CONSIGNES:
A - Recopiez, dans le texte sur la nappe d'Hyères, tout le passage allant de « Depuis fin 2015, Suez » jusqu'à « balnéaire d'Hyères-Les-Palmiers (Var). ».
B - Répondez aux questions suivantes d'après le texte sur la nappe d'Hyères :
(i) Depuis quelle époque la technique de réalimentation est-elle éprouvée, selon Alexandre Duzan ?
(ii) Combien d'habitants compte la commune d'Hyères ?
(iii) Dans quelles localités Suez compte-t-elle répliquer cette réussite ?
C - Indiquez si chacune des affirmations suivantes concorde avec le texte sur la nappe d'Hyères, en justifiant chaque réponse par une citation de celui-ci :
(i) Alexandre Duzan présente la technique comme une innovation récente.
(ii) En été, la consommation en eau de la commune peut quadrupler.
(iii) L'eau salée s'infiltre dans la nappe lorsque le niveau de celle-ci descend en dessous du niveau de la mer.

#### TEXTE FOURNI

Depuis fin 2015, Suez prélève de l'eau d'un fleuve côtier pour recharger, à Hyères, une nappe alluviale menacée par les infiltrations d'eau salée. Une réussite que l'entreprise compte répliquer à Dijon et à Porquerolles.
Accélérer le cycle naturel de l'eau pour combattre les effets de la sécheresse. Tel est le pari de Suez avec ces opérations de réalimentation des nappes phréatiques. « Cette technique n'a rien d'innovant, elle est éprouvée depuis les années 1950, mais elle offre un accès supplémentaire à la ressource en eau à l'heure du réchauffement climatique », souligne Alexandre Duzan, directeur des innovations en la matière chez Suez. C'est ce que montre depuis novembre 2015 l'exemple de la station balnéaire d'Hyères-Les-Palmiers (Var).
Contrer le biseau salé
“ En deux ans, la ville est redevenue autonome en eau pour 97 % de sa consommation ” Alexandre Duzan, SuezEn été, il arrive à la commune de 56 000 habitants de voir sa population, et avec elle sa consommation en eau, quadrupler. Pour l'essentiel, ses approvisionnements proviennent de la nappe phréatique alluviale du bas Gapeau. Aggravé pendant les périodes de sécheresse, le surprélèvement durant l'été entraîne la salinisation de l'eau restante, la rendant impropre à la consommation. En effet, lorsque le niveau de l'eau stockée dans la nappe, située à proximité de la Méditerranée, descend en-dessous du niveau de la mer, l'eau salée s'infiltre par simple effet de gravité, une intrusion surnommée biseau salé. Recharger la nappe en anticipation assure de contrer un tel phénomène.

########
#### JEU D'ENTRÉES

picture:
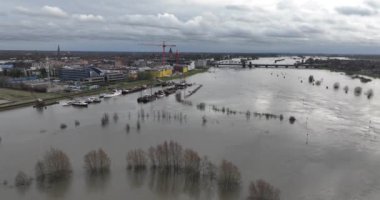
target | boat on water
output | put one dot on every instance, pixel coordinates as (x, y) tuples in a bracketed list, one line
[(68, 103), (125, 91), (78, 103), (159, 94), (89, 100), (170, 91), (114, 94), (96, 100), (146, 98)]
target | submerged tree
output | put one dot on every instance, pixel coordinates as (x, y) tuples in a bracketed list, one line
[(369, 93), (22, 179), (97, 162), (115, 117), (346, 89), (229, 175), (292, 119), (358, 91), (136, 159), (191, 162), (105, 119), (336, 85), (55, 166), (262, 190), (311, 79)]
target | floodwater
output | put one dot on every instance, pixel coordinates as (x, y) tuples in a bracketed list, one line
[(332, 151)]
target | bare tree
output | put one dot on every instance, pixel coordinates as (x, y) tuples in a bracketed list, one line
[(97, 162), (191, 161), (229, 175), (136, 159), (55, 166), (262, 190), (22, 179)]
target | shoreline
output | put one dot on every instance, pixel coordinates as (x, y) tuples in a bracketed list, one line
[(60, 96)]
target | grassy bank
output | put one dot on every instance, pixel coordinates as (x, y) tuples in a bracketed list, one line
[(21, 98)]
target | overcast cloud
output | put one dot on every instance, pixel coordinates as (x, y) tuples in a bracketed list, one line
[(295, 26)]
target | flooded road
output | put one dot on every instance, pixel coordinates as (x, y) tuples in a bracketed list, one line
[(332, 151)]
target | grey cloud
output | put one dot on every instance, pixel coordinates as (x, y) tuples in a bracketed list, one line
[(359, 11), (373, 4), (89, 17), (237, 8), (45, 11)]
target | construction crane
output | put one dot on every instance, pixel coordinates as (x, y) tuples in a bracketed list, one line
[(163, 45)]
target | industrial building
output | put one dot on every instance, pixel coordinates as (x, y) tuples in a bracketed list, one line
[(78, 73)]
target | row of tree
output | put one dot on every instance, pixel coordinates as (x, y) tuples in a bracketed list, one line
[(168, 158)]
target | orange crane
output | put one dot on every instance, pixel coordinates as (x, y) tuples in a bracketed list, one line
[(163, 45)]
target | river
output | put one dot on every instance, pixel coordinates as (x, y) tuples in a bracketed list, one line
[(332, 151)]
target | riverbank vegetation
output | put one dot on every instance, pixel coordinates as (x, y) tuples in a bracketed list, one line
[(55, 166), (97, 162)]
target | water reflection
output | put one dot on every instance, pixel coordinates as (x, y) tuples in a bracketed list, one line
[(98, 182), (56, 189), (171, 184), (137, 177)]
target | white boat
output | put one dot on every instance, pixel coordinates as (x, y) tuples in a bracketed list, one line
[(116, 93), (79, 104), (68, 103)]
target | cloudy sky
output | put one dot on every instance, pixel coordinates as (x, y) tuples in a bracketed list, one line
[(295, 26)]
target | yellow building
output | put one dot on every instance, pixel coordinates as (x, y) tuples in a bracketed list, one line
[(163, 72), (181, 69)]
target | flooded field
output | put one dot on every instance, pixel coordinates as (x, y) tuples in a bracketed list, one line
[(331, 151)]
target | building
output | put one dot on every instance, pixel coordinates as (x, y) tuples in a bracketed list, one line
[(5, 67), (181, 68), (200, 63), (96, 79), (160, 72), (78, 73), (114, 76)]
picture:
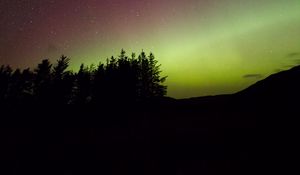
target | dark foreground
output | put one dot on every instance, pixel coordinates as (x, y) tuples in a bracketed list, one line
[(213, 135)]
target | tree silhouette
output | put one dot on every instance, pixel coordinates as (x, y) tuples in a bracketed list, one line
[(62, 83), (5, 77), (122, 80), (42, 82)]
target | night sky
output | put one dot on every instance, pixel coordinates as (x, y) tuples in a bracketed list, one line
[(205, 47)]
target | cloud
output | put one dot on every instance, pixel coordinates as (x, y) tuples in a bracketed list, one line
[(255, 76)]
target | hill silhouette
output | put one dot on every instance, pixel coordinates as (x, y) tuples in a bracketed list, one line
[(251, 132)]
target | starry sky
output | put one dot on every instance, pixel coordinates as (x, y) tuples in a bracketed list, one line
[(206, 47)]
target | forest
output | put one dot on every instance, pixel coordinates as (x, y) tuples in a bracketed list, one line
[(121, 79)]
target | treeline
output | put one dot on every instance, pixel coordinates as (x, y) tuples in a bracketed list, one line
[(121, 79)]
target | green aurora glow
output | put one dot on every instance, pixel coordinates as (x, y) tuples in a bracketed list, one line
[(204, 48)]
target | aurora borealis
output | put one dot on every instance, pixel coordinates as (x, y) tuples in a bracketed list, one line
[(205, 47)]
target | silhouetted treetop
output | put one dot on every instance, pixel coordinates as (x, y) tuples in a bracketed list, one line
[(120, 80)]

########

CORRIGÉ:
A -
Depuis fin 2015, Suez prélève de l'eau d'un fleuve côtier pour recharger, à Hyères, une nappe alluviale menacée par les infiltrations d'eau salée. Une réussite que l'entreprise compte répliquer à Dijon et à Porquerolles.
Accélérer le cycle naturel de l'eau pour combattre les effets de la sécheresse. Tel est le pari de Suez avec ces opérations de réalimentation des nappes phréatiques. « Cette technique n'a rien d'innovant, elle est éprouvée depuis les années 1950, mais elle offre un accès supplémentaire à la ressource en eau à l'heure du réchauffement climatique », souligne Alexandre Duzan, directeur des innovations en la matière chez Suez. C'est ce que montre depuis novembre 2015 l'exemple de la station balnéaire d'Hyères-Les-Palmiers (Var).

B -
(i) Depuis les années 1950.
(ii) 56 000 habitants.
(iii) À Dijon et à Porquerolles.

C -
(i) Non : « Cette technique n'a rien d'innovant, elle est éprouvée depuis les années 1950 ».
(ii) Oui : « il arrive à la commune de 56 000 habitants de voir sa population, et avec elle sa consommation en eau, quadrupler ».
(iii) Oui : « lorsque le niveau de l'eau stockée dans la nappe, située à proximité de la Méditerranée, descend en-dessous du niveau de la mer, l'eau salée s'infiltre par simple effet de gravité ».